- **MATERIAL**
-- Start --
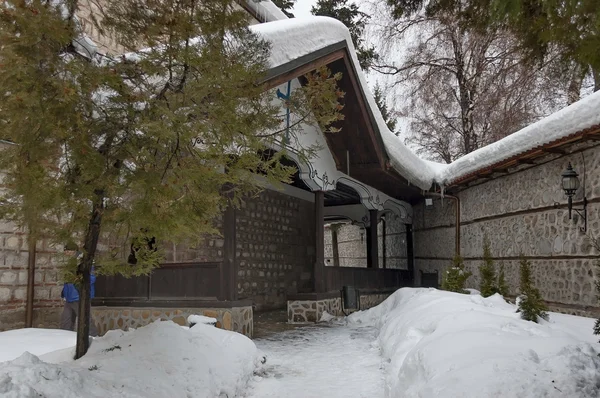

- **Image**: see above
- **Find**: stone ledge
[287,290,341,301]
[92,298,252,308]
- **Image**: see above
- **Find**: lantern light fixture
[562,162,587,232]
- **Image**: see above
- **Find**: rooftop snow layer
[246,0,287,22]
[251,17,436,189]
[250,16,600,190]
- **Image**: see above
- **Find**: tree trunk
[592,68,600,92]
[567,65,586,105]
[75,190,104,359]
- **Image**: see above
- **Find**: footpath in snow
[348,288,600,398]
[246,321,384,398]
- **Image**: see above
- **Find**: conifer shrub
[517,256,548,322]
[479,236,498,297]
[442,256,472,294]
[589,236,600,343]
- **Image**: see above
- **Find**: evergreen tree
-- End --
- **PROBLEM DETAILS**
Leave out the pictures and give the listing above again exactly.

- **WORKED SOLUTION**
- **Image**: see above
- **Find**: stone ledge
[287,290,341,301]
[92,298,252,308]
- **Image**: see above
- **Find**: lantern light fixture
[562,162,587,232]
- **Image**: see above
- **Find**: rooftop snow layer
[246,0,287,22]
[251,17,436,189]
[250,16,600,190]
- **Image**: see above
- **Find**: tree trunk
[592,68,600,92]
[567,65,586,105]
[75,190,104,359]
- **Image**: see above
- **Find**: footpath in snow
[348,288,600,398]
[246,321,384,398]
- **Image**: see above
- **Find**: conifer shrub
[517,256,548,322]
[479,236,498,297]
[442,256,472,294]
[589,236,600,343]
- **Image**: see above
- **Find**: evergreen tree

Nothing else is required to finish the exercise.